* start Document extract *
The 45th Infantry Regiment was a unit of the Philippine Scouts in the Philippine Division.

History
The 45th along with the 57th Infantry Regiment were the first two infantry regiments of the Philippine Scouts which were formed after World War I. They were most well known for their participation in the Battle of the Philippines (1941-42) during World War II and their eventual surrender to Japanese forces on 10 April 1942.

Distinctive unit insignia
 Description
A Gold color metal and enamel device  in height consisting of a shield blazoned: Azure in sinister chief an abaca tree (Manila hemp plant) Proper in base a mullet of the field fimbriated Argent, on a canton of the last the Roman numeral X of the first behind which paleways a Roman sword in sheath Gules (for the 10th Infantry). Attached above the shield from a wreath Argent and Azure a demi-lion Or grasping in his dexter paw a burning torch Argent, fire Proper.
 Symbolism
The Regiment was organized in 1917 at Fort Benjamin Harrison, Indiana, by transfer of personnel from the 10th Infantry. The shield is blue for the Infantry and the parentage of the Regiment is shown by the canton. The early station of the Regiment was the Philippines; this is indicated by the abaca tree which is a source of great wealth in the Islands and which grows native in no other place. The star in the base of the shield is the blue star of the old First Philippine Infantry. The crest of the Harrison family, General and President William Henry and General and President Benjamin Harrison, is a lion. This is also the upper body of the crest of the Philippines, a sea lion. The device of the State of Indiana is a torch. These are combined to form the crest of the Regiment.
* end Document extract *
**What you will do**
- 1) Can you write out the part of the 45th Infantry Regiment article that opens with the words containing "The 45th Infantry" and closes with "10 April 1942.", word for word?
- 2) Could you extend the 45th Infantry Regiment article, picking up right after its last sentence?
Nothing here depends on the items after the 45th Infantry Regiment article.
* start Extracted records *
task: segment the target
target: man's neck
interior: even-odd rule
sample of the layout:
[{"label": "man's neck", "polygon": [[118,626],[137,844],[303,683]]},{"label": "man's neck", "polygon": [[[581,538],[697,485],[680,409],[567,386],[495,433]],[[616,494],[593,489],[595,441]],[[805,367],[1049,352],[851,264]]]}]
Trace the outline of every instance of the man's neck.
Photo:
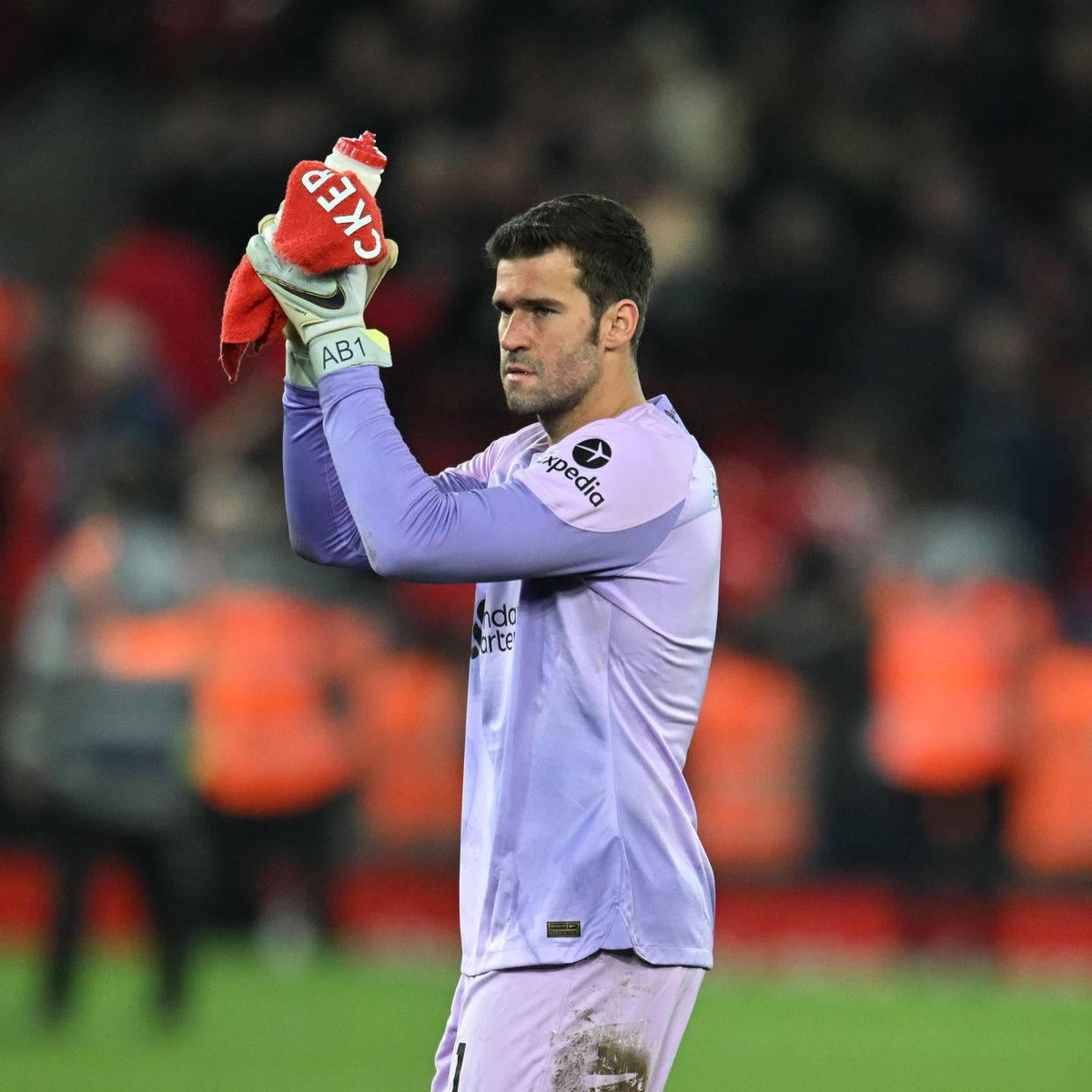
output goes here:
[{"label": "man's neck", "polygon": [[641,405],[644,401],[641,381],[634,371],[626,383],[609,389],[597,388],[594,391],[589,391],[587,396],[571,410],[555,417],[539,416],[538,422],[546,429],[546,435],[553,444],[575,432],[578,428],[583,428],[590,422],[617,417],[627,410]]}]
* end Extracted records *
* start Extracted records *
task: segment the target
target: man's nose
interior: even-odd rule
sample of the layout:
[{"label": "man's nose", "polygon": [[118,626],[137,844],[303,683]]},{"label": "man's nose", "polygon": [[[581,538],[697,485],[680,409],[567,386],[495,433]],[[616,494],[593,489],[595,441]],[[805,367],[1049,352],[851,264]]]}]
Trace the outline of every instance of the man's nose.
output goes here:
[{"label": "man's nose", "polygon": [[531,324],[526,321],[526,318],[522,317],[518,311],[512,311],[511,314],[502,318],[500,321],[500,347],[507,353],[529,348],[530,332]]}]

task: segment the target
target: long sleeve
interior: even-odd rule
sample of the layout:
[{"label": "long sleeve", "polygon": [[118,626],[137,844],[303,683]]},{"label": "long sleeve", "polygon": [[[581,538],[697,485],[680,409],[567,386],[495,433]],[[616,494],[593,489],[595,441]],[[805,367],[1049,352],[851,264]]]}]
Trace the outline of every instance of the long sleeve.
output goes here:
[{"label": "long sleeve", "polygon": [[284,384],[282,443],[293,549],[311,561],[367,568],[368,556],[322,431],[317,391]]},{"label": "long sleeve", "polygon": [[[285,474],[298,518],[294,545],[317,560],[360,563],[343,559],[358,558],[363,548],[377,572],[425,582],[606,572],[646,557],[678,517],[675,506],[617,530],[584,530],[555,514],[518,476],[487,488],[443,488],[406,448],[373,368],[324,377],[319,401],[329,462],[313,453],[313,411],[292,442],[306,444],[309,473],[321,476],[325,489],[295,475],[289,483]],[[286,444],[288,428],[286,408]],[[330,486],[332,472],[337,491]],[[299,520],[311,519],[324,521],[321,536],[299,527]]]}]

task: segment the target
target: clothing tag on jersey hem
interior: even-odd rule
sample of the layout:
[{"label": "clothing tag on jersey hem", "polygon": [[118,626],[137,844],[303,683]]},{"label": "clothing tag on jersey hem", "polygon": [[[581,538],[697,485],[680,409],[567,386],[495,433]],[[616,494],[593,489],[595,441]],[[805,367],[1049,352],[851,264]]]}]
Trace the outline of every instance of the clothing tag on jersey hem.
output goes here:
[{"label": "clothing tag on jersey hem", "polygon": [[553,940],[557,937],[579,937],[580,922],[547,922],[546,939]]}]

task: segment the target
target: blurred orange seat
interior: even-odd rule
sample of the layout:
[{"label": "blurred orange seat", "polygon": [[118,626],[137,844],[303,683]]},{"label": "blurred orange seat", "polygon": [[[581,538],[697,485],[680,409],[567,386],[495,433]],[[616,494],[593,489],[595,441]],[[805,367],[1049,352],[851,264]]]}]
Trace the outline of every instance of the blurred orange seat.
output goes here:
* end Extracted records *
**Answers given**
- 1)
The 45th Infantry Regiment was a unit of the Philippine Scouts in the Philippine Division.

History
The 45th along with the 57th Infantry Regiment were the first two infantry regiments of the Philippine Scouts which were formed after World War I. They were most well known for their participation in the Battle of the Philippines (1941-42) during World War II and their eventual surrender to Japanese forces on 10 April 1942.

- 2)
 Background
The distinctive unit insignia was approved on 12 September 1923. It was rescinded on 19 August 1975.

Coat of arms
Blazon
 Shield- Azure in sinister chief an abaca tree (Manila hemp plant) Proper in base a mullet of the field fimbriated Argent, on a canton of the last the Roman numeral X of the first behind which paleways a Roman sword in sheath Gules (for the 10th Infantry).
Crest- From a wreath Argent and Azure a demi-lion Or grasping in his dexter paw a burning torch Argent, fire Proper.
Motto STRONG TO ENDURE.
 Symbolism
 Shield- The Regiment was organized in 1917 at Fort Benjamin Harrison, Indiana, by transfer of personnel from the 10th Infantry. The shield is blue for the Infantry and the parentage of the Regiment is shown by the canton. The early station of the Regiment was the Philippines; this is indicated by the abaca tree which is a source of great wealth in the Islands and which grows native in no other place. The star in the base of the shield is the blue star of the old First Philippine Infantry.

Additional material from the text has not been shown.